> [SOURCE EXCERPT]:
Maria Beatriz is the 31-year-old mother of five children. She, along with 12 other women, meet each month with their Trust Bank and a Friendship Bridge Loan Officer. During their meetings, they may make payments on their loans and participate in educational training on subjects like business administration and indebtedness, money management and savings, women’s health and family planning as well as self-esteem.
Maria Beatriz is an enterprizing merchant who purchases and sells potatoes on a daily basis. In the afternoon, she cleans houses. She is motivated to work hard because she wants her children to be successful in the future. She realizes that the key to success is education. Four of her children are in elementary school and the fifth one is in kindergarten. Currently, Maria Beatriz is starting her third loan cycle with Friendship Bridge. Her loan of $385 will help to launch her newest business endeavor which will be a “tortilleria” where she will make and sell tortillas. She plans to buy corn in bulk. Maria Beatriz looks forward to increased profits so that she will be able to purchase better food which in turn will lead to better health for her family.

> [PROVIDED INFORMATION]:
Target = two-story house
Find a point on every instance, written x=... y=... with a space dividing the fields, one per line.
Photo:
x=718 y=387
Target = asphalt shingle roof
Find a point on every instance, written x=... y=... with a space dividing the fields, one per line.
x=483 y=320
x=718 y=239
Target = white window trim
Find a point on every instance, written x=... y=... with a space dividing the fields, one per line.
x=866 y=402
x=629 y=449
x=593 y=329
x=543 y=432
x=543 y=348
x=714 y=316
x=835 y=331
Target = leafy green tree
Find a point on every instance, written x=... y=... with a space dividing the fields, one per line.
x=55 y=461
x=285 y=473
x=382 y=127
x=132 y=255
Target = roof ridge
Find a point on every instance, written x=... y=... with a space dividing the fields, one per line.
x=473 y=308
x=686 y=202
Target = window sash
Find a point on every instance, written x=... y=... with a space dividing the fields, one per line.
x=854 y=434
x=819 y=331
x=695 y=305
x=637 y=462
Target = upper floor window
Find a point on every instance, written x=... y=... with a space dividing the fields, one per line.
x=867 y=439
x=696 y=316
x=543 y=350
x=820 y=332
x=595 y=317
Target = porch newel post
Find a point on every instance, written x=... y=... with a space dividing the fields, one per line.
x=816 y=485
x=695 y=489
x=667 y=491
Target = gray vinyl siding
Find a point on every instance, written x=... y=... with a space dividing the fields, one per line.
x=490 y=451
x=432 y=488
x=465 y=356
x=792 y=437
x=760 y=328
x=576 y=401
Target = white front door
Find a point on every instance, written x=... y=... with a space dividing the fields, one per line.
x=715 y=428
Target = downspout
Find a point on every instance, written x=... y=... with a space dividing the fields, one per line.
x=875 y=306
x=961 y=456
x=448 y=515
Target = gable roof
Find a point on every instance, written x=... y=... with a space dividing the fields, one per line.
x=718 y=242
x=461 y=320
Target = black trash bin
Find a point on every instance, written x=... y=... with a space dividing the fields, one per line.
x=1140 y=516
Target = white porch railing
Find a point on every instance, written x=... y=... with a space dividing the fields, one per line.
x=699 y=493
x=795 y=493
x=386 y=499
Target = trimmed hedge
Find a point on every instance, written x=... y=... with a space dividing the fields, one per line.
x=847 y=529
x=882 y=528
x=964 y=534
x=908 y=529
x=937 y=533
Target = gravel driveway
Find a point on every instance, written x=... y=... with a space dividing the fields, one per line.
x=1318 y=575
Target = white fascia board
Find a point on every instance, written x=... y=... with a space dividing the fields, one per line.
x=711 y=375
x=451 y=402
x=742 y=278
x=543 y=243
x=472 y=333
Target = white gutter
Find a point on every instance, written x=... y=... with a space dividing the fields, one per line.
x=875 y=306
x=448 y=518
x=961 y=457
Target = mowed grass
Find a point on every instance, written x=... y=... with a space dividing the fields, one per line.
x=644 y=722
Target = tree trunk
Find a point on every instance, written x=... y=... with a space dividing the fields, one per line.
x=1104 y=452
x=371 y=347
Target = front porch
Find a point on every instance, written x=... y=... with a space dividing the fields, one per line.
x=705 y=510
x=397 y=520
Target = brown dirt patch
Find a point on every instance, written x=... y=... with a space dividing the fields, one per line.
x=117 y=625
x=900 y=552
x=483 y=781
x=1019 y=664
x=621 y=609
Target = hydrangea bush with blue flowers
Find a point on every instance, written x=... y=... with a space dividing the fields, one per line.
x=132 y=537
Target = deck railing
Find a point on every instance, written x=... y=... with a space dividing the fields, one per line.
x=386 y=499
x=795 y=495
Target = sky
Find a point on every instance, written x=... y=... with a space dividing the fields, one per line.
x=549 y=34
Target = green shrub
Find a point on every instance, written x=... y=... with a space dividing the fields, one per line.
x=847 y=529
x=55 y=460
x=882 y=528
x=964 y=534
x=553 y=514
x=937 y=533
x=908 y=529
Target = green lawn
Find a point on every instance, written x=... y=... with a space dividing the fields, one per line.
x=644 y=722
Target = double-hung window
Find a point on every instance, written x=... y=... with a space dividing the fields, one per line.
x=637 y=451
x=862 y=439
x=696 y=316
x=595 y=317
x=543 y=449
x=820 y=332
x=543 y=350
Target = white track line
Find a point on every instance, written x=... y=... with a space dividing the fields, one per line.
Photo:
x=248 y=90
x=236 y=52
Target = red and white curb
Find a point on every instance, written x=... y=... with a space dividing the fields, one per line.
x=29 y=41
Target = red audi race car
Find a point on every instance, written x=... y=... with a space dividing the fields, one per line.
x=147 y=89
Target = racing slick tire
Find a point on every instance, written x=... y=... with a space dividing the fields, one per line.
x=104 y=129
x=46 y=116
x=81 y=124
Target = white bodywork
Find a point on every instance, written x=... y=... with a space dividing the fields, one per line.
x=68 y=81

> [DIRECTIVE]: Copy the Maria Beatriz profile starting at "Maria Beatriz is an" and ending at "for her family.", swapping "potatoes" for "onions".

> [FINAL RESULT]:
Maria Beatriz is an enterprizing merchant who purchases and sells onions on a daily basis. In the afternoon, she cleans houses. She is motivated to work hard because she wants her children to be successful in the future. She realizes that the key to success is education. Four of her children are in elementary school and the fifth one is in kindergarten. Currently, Maria Beatriz is starting her third loan cycle with Friendship Bridge. Her loan of $385 will help to launch her newest business endeavor which will be a “tortilleria” where she will make and sell tortillas. She plans to buy corn in bulk. Maria Beatriz looks forward to increased profits so that she will be able to purchase better food which in turn will lead to better health for her family.